### Stated goal
Please return every line in the items below that contains the string "backpack". Case counts, so a line matches only if its capitalization is identical.
>>>
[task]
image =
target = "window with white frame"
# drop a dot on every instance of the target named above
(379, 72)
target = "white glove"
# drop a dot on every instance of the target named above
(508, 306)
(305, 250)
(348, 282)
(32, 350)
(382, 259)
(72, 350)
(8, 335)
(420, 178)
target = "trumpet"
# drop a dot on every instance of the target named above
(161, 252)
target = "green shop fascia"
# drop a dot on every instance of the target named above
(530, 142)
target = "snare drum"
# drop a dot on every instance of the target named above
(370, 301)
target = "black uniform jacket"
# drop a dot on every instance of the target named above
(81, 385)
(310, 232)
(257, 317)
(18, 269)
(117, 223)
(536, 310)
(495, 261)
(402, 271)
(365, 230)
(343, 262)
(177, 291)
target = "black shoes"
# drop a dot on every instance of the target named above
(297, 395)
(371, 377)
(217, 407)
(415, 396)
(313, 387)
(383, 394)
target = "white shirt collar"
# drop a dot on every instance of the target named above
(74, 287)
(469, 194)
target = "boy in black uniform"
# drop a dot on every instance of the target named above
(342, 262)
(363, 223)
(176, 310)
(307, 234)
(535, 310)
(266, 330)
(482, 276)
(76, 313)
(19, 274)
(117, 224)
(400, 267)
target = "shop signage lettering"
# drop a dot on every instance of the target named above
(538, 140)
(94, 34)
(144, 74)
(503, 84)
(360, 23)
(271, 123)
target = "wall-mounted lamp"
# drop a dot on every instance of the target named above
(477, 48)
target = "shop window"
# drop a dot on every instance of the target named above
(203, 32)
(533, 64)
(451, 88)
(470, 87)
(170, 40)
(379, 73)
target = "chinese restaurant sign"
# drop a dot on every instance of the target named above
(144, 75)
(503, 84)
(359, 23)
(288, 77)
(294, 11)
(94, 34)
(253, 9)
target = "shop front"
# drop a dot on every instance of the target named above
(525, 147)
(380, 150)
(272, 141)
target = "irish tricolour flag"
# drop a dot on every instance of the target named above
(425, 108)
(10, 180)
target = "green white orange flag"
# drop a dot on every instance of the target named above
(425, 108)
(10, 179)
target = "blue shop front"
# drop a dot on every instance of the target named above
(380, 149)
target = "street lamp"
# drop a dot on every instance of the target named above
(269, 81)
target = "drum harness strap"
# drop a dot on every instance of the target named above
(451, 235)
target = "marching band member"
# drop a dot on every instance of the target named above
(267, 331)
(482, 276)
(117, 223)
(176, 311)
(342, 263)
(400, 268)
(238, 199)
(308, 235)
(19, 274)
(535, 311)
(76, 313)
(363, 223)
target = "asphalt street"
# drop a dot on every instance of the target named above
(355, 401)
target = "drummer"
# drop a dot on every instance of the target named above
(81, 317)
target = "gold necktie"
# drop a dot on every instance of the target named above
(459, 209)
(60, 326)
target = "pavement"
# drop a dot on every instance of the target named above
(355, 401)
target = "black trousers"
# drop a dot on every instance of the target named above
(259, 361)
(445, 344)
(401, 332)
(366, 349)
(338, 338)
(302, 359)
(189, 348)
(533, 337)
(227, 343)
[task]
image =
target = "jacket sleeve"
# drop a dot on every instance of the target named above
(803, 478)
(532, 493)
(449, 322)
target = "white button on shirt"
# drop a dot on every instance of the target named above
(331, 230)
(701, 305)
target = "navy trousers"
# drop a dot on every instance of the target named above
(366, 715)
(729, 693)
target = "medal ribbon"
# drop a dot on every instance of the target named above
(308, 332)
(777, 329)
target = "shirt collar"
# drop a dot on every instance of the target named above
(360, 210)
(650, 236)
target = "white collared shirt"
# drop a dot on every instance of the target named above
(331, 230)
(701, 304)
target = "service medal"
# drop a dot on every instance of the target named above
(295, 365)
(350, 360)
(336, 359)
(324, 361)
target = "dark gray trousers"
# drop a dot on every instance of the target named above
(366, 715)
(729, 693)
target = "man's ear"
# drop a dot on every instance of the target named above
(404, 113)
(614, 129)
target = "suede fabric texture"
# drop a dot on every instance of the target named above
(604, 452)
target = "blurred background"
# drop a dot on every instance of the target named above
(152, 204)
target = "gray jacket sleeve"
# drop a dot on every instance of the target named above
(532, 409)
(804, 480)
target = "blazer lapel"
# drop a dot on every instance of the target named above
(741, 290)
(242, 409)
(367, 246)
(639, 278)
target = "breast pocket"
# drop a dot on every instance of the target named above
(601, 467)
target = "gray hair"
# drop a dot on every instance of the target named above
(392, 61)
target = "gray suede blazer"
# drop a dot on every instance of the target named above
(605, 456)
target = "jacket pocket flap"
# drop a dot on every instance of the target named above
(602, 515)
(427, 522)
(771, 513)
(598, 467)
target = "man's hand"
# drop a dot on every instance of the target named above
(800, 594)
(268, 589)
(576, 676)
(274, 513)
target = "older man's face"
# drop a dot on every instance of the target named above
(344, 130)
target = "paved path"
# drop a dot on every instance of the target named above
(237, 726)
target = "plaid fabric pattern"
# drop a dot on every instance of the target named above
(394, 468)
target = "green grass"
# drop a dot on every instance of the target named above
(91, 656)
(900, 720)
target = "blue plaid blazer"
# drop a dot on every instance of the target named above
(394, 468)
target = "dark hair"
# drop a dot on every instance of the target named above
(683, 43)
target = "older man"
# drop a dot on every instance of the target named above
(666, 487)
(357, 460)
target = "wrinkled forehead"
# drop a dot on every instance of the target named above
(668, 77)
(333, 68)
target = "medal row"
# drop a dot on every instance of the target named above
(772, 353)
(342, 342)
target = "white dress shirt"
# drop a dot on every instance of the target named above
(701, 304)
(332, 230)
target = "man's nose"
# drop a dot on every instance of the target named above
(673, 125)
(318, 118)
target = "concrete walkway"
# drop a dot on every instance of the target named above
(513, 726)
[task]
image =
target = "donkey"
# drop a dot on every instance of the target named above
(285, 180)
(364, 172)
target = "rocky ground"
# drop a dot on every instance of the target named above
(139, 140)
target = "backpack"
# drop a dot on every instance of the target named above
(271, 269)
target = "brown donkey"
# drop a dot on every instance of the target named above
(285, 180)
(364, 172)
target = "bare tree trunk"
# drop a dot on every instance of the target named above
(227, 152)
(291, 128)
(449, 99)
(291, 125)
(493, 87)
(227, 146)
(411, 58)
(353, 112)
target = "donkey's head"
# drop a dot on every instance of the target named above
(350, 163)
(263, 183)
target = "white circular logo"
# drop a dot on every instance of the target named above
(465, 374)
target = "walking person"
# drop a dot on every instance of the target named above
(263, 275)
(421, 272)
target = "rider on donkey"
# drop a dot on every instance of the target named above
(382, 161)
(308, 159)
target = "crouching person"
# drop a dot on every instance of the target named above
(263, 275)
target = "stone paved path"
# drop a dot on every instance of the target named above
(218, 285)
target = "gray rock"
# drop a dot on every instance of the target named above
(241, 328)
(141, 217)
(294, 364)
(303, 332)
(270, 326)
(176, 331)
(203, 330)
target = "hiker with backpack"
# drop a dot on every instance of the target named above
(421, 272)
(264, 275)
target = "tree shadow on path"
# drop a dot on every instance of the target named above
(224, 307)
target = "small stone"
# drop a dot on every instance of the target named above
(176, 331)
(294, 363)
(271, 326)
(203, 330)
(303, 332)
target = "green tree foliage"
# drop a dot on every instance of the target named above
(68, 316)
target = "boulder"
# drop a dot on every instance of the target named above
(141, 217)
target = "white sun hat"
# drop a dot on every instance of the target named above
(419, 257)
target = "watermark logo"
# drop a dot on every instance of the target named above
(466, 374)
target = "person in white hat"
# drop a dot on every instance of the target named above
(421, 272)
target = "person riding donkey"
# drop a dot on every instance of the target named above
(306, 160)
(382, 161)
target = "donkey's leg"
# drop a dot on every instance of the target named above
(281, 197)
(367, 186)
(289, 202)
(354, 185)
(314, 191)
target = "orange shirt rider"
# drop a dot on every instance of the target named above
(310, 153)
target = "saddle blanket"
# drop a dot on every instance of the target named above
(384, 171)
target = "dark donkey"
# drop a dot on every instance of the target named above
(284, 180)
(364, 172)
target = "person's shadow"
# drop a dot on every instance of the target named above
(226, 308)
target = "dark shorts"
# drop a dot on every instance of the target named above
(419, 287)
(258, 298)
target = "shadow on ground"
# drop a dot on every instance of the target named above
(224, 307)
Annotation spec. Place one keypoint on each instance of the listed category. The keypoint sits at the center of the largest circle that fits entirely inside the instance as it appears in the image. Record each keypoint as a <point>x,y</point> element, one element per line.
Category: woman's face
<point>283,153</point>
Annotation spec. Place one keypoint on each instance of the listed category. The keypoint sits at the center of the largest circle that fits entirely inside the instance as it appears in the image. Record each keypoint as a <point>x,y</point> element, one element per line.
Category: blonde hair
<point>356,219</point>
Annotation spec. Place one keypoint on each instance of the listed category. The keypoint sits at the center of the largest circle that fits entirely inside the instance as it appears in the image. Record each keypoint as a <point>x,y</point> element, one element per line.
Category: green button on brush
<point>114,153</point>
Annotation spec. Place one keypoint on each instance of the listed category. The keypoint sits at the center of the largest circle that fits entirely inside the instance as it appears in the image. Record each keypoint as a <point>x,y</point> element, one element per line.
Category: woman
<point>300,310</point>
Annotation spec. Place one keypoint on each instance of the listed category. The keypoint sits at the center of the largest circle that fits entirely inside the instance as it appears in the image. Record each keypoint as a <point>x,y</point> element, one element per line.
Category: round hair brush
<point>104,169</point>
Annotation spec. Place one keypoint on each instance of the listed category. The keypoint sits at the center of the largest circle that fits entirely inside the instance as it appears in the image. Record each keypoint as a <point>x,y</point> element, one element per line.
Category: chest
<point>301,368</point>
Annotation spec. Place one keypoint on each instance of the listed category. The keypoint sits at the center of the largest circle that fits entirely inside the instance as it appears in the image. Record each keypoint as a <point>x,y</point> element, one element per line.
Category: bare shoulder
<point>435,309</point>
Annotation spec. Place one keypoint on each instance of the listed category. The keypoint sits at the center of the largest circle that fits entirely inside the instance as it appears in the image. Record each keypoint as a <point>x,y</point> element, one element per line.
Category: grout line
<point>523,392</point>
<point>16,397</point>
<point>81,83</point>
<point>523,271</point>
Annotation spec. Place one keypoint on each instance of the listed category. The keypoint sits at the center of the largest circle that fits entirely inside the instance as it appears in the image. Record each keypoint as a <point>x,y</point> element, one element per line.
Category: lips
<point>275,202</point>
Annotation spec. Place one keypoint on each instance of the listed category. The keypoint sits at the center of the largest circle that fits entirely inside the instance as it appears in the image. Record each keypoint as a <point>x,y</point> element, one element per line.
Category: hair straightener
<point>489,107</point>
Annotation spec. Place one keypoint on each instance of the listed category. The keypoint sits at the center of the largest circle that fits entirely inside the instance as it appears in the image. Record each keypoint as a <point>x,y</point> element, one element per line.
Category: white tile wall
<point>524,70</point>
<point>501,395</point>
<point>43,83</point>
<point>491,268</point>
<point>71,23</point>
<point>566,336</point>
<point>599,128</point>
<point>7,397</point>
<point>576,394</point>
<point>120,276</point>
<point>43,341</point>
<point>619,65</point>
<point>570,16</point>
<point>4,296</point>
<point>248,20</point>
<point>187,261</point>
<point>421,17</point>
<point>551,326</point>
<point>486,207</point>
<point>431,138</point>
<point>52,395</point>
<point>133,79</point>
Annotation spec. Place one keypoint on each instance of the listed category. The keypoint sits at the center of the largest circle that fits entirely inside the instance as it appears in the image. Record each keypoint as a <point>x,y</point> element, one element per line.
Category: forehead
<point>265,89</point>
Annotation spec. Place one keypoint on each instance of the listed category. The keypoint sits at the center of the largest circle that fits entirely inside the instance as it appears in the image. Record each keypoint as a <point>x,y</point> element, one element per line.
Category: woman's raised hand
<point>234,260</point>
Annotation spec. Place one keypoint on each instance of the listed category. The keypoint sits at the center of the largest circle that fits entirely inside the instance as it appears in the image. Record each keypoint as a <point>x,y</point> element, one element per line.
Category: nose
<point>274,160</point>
<<<
### The result
target = "backpack"
target = "hiker with backpack"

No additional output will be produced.